BEGIN RECORDS

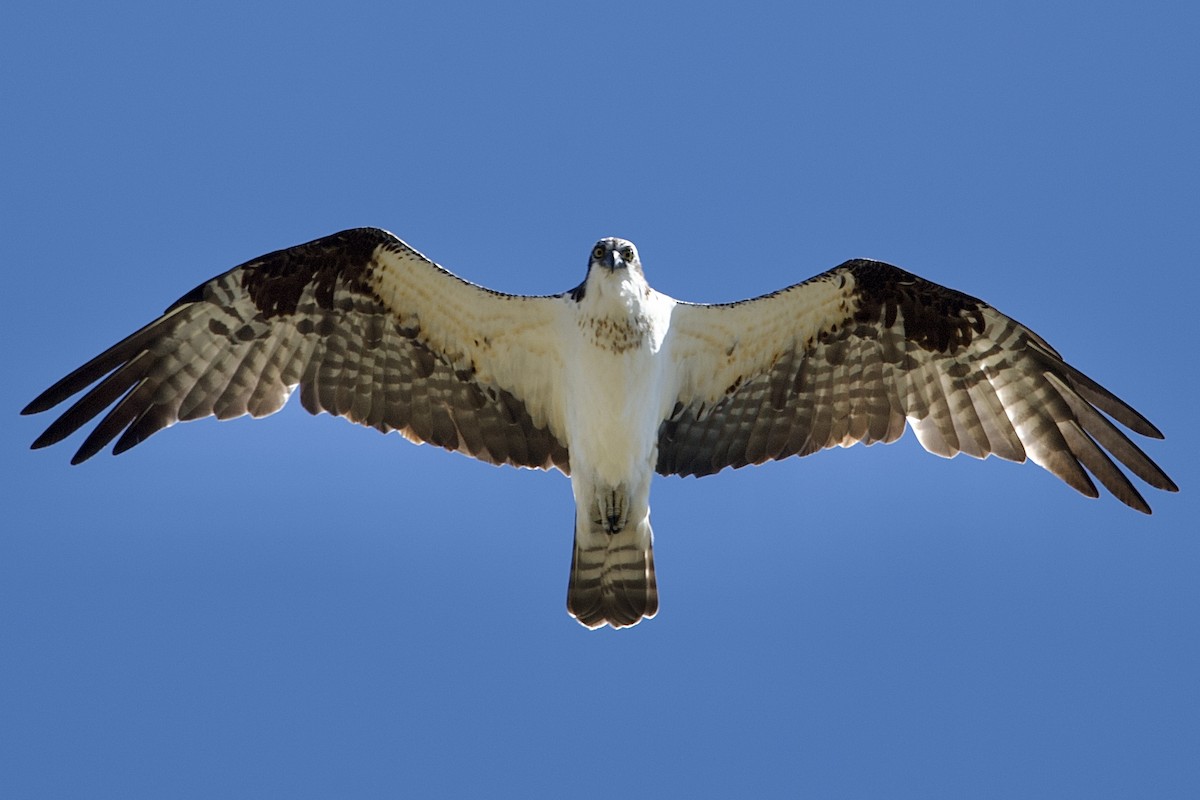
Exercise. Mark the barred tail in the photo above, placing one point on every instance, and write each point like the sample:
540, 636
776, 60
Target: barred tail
612, 575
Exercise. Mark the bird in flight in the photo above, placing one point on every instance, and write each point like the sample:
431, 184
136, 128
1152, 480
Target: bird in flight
609, 383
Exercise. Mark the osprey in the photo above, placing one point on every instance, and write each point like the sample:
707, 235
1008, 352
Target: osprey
609, 383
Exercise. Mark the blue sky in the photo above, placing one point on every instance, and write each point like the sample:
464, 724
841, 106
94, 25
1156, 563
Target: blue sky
298, 607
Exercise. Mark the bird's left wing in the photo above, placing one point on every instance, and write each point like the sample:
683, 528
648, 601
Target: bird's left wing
366, 326
856, 353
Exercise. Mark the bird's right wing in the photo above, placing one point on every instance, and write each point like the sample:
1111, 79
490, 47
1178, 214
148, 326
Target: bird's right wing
366, 326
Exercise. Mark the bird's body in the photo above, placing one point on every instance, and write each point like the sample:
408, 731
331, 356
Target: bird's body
610, 383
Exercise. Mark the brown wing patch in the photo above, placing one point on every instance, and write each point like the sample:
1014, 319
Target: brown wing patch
935, 318
241, 342
907, 352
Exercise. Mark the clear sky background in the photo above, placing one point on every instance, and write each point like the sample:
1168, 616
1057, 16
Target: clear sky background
299, 607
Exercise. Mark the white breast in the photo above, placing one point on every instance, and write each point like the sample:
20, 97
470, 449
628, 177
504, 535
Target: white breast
618, 383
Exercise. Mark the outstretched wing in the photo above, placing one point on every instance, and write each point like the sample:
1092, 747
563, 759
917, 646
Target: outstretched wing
365, 325
858, 352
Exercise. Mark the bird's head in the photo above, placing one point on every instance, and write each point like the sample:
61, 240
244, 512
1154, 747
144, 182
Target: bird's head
615, 254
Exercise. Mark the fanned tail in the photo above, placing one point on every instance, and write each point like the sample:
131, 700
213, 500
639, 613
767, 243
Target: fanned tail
612, 575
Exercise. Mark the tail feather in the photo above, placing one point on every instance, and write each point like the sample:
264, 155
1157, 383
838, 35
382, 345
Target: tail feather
612, 576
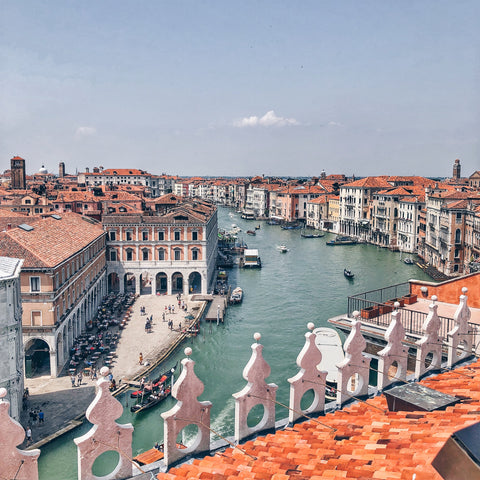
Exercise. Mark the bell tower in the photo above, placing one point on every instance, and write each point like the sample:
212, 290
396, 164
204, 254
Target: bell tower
457, 169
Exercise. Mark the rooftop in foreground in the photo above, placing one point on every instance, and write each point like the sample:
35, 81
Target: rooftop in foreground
362, 441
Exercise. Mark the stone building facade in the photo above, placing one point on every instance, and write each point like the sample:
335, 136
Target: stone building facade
63, 281
11, 367
163, 253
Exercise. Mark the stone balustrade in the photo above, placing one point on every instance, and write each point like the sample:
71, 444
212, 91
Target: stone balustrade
353, 374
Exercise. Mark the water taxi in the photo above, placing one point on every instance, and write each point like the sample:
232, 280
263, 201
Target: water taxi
342, 240
348, 273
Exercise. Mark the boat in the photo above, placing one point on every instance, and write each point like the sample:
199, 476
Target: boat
342, 240
150, 387
150, 401
329, 343
250, 259
236, 296
348, 273
312, 235
291, 227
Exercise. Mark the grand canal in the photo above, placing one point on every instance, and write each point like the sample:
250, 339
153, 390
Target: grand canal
304, 285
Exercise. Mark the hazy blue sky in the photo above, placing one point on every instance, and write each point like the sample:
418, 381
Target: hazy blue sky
241, 87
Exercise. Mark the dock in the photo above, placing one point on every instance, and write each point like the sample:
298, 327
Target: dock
216, 309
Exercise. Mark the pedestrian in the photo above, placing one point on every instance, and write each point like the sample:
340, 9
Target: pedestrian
28, 434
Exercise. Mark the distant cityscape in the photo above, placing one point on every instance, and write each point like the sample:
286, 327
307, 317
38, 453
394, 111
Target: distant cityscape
68, 240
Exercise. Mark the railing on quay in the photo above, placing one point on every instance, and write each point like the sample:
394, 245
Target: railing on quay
412, 320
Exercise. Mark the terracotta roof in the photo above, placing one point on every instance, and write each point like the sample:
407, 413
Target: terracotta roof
50, 242
119, 172
369, 182
365, 441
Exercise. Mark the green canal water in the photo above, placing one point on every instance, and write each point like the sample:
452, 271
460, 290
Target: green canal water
304, 285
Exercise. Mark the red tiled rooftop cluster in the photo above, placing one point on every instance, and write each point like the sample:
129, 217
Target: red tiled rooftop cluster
364, 441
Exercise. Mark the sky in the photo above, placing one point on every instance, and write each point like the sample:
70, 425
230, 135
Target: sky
241, 88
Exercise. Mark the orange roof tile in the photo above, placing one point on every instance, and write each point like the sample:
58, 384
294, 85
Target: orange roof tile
367, 441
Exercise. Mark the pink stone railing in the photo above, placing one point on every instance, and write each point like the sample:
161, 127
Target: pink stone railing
107, 435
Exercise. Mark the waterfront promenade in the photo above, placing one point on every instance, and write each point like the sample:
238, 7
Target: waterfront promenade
64, 405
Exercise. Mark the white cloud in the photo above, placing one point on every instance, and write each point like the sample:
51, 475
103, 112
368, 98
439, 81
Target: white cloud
268, 120
85, 132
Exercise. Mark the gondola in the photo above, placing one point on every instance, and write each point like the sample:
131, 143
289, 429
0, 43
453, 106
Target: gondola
150, 387
348, 273
150, 401
312, 235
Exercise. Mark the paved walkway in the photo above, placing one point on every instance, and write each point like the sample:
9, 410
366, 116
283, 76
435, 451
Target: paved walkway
62, 404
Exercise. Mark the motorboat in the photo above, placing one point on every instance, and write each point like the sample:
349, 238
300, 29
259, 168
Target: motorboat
342, 240
250, 259
348, 273
329, 343
312, 235
236, 296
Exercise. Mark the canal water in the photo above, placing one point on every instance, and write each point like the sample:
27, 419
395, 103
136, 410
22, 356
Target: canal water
306, 284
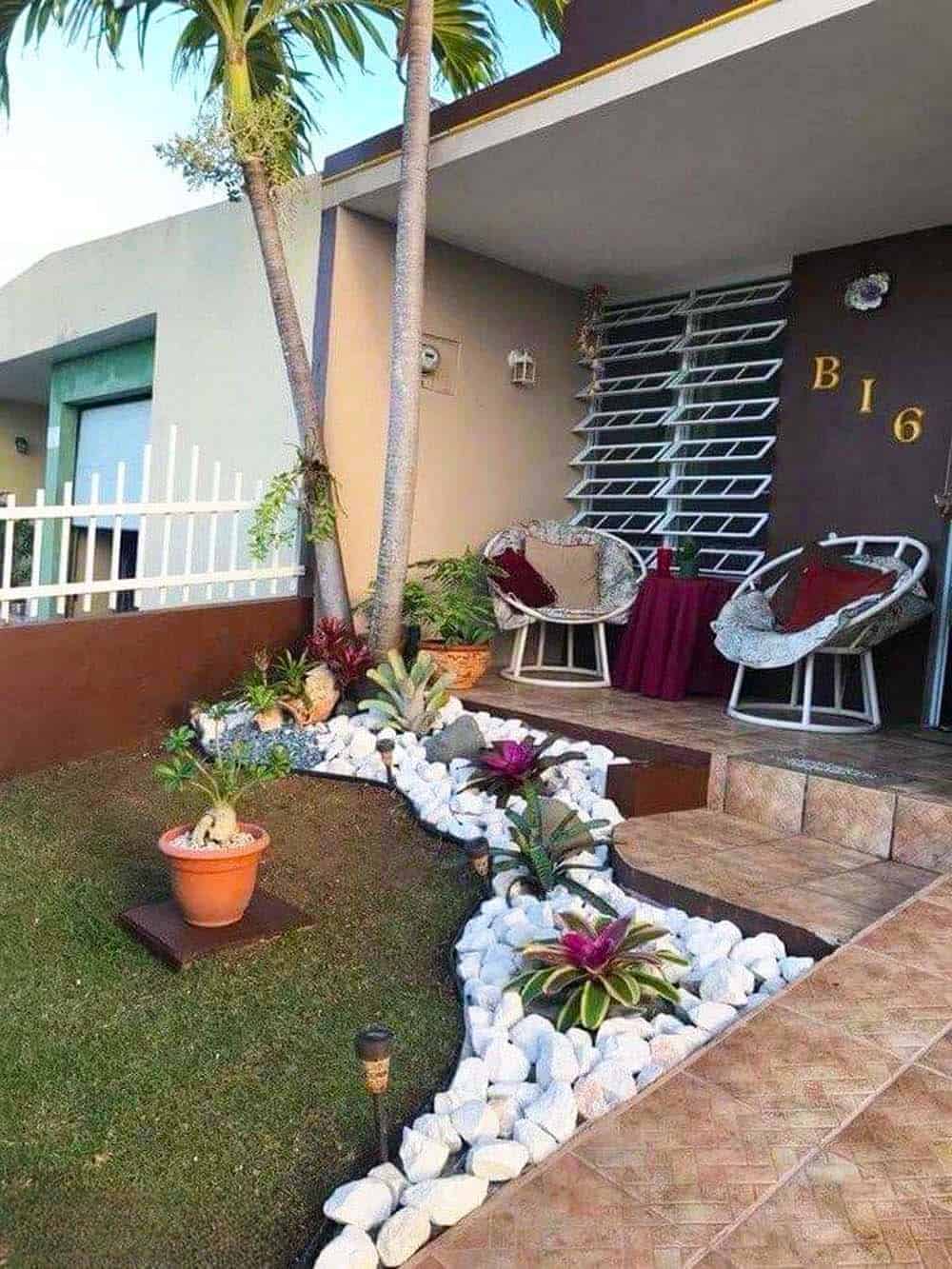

END RECORDS

**AIM**
Switch every "photo above" in the listing to "image shown" and reproduce the whole listing with nothing else changed, omitting the pictures.

**OUTPUT OF THE TASK**
Exercise. Mark the barred tail in the image shown, placing one point on every instance, and write each point like the sample:
540, 636
776, 60
Target: barred tail
612, 575
Exercise. Mark the bird in flight in the image shown, placing one point on every instance, and write each point like the sample:
431, 184
136, 128
1152, 480
Target: bird in flight
609, 383
Exercise. Mark the osprey in the image shown, placing one point on every instance, and write each point like the sample:
707, 235
1008, 352
Target: osprey
609, 383
Exercise. Mark the blue sky in the image shown, placing one point on every instance, and write each point like the sample:
464, 724
841, 106
94, 25
1156, 563
Target: blue sky
298, 607
Exercise. Mark the bird's left wing in the image shown, placing one point on every instance, and write each point like the sample:
683, 528
648, 601
Target: bird's left wing
366, 326
856, 353
Exercise. Mark the bird's right wing in the image shown, placing one point on every instance, and write each point like the sample:
1111, 79
490, 47
1178, 214
148, 326
Target: bird's right wing
366, 326
Exercise. Mark the bird's body in the image shown, placing one point on every instance, and write each point like the sample:
408, 731
331, 356
Target: bird's body
610, 383
Exercise. Mark the brown wing patch in the image shown, placing one point on every instance, and write each point like the sample:
1014, 319
Target: brown wing patch
935, 318
241, 342
907, 352
Exercise. Mark the clear sky background in the image shown, placing one point on every instance, and write each point like the sample:
1168, 616
1057, 16
Target: clear sky background
299, 607
Exercise. Mark the white breast in the image shown, placing one point on every instance, and write each point like the sample:
20, 97
470, 449
628, 177
504, 535
Target: white breast
618, 383
Exercise. Mark the outstretched wing in the image shown, placing one point on every instance, and write each point like the sample:
1092, 747
563, 759
917, 646
Target: outstretched wing
365, 325
858, 352
Exercise. Mark the bird's head in the image shown, placing one point on every instance, and write each point like the sample:
61, 240
244, 512
1154, 747
144, 182
Target: bird's head
615, 254
Exercise. Mark the fanned tail in the image shown, placing one point on every instance, and write each point like the sample:
131, 700
213, 500
639, 613
767, 243
Target: fanned tail
612, 575
Exercise. Mark the tail feather in the image shown, placing one point on every instance, and write each point like the sample:
264, 155
1157, 383
838, 35
382, 345
Target: tail feather
612, 576
Exercise. Mark the bell tower in the image shown, placing one point on every instance, and write each point like the sample:
212, 290
396, 164
204, 254
Target: bell tower
457, 169
Exercise. Mark the rooftop in foreground in the image shown, placing one point on every instance, and write each point like the sample:
35, 81
Target: rooftop in foreground
362, 441
Exercise. Mark the stone building facade in the image shown, placing one point on every instance, and write each point like the sample:
335, 136
Target: stone building facade
63, 281
11, 367
163, 253
Exercise. Mark the stone balustrade in the image shown, placing one point on every instance, and write each point like the sample:
71, 444
212, 91
Target: stone balustrade
353, 374
Exercise. Mark the water taxi in the image shown, placing one point on every instance, and write each point like the sample:
232, 280
263, 201
Target: water taxi
342, 240
348, 273
Exercise. Mark the boat in the image shown, placing one point on every instance, and write each point like the sample:
199, 476
Target: boat
342, 240
150, 387
150, 401
329, 343
250, 259
236, 296
348, 273
312, 235
291, 227
Exercise. Mark the grand canal in the image shown, placing one point on every instance, and write each point like the sample:
250, 339
153, 390
Target: grand canal
304, 285
Exercise. Mark the hazy blue sky in the image shown, placing one point on every instance, and write each point like the sample:
418, 381
Target: hazy blue sky
241, 87
Exercise. Mark the dock in the image shown, placing one point on every instance, and write each point like the sample:
298, 327
Target: dock
216, 309
Exercise. Mark the pedestrian in the image shown, placing one point on every instance, and write each point like the sample:
340, 9
Target: pedestrian
28, 434
Exercise. Mark the distant cityscape in the image shown, placing one point on every instance, and write each point like the sample:
286, 327
307, 317
38, 453
394, 111
Target: distant cityscape
68, 240
Exercise. Mark the railing on quay in the image shown, placing one point on every instance, and write each point like the sample:
394, 245
Target: railing on quay
412, 320
Exercise. Mark the terracotta roof in the image shown, placing one point on every instance, and write each point like the sample:
407, 413
Target: terracotta roof
50, 242
119, 172
369, 182
365, 441
Exercise. Mark the green canal water in the image shown, placing one point on every instance, and write each point like the sample:
452, 271
460, 290
Target: green canal water
304, 285
Exercise. Mark the red tiled rooftop cluster in the image shown, placing one point on every instance, and write each point like the sample:
129, 217
Target: red tiled rooftop cluster
364, 441
Exercise. Mark the sky in the image shown, placing one point on every instance, and write each point like the sample:
70, 425
230, 135
Target: sky
241, 88
Exercise. Mark the orange roof tile in the image shown, placing one point on every instance, and write each point like the sample:
58, 384
294, 85
Target: orange roof tile
367, 441
Exercise. Mark the pink stone railing in the image shown, placing one point on every instance, and write each point like the sample:
161, 127
Target: pink stone railing
107, 435
Exercise. Mark the waterfront promenade in the image shown, placing one point on every instance, and write each point like the sample:
238, 7
Target: waterfront promenade
64, 405
Exercise. Mark the white cloud in the image shown, placing one point on every instance, and write each point like the sample:
51, 475
103, 112
368, 98
439, 81
Target: white cloud
268, 120
85, 132
Exercise. Mark the gondola in the image shown, placing one point on every instance, and write each point like the sample:
131, 143
289, 429
0, 43
453, 106
Target: gondola
150, 387
348, 273
150, 401
312, 235
Exercise. Mark the paved walkway in the image shown, placing one point on every instance, and write each point like the sample:
9, 410
366, 116
283, 76
435, 451
Target: paved walkway
62, 404
Exercise. Mark the motorboat in the image shown, placing one point on every instance, and write each point like the sample:
349, 238
300, 29
259, 168
Target: motorboat
342, 240
250, 259
348, 273
329, 343
312, 235
236, 296
Exercise. Mark the canal water in the image shown, placing one point on every instance, and write each point like the sample:
27, 419
395, 103
136, 410
22, 356
Target: canal water
306, 284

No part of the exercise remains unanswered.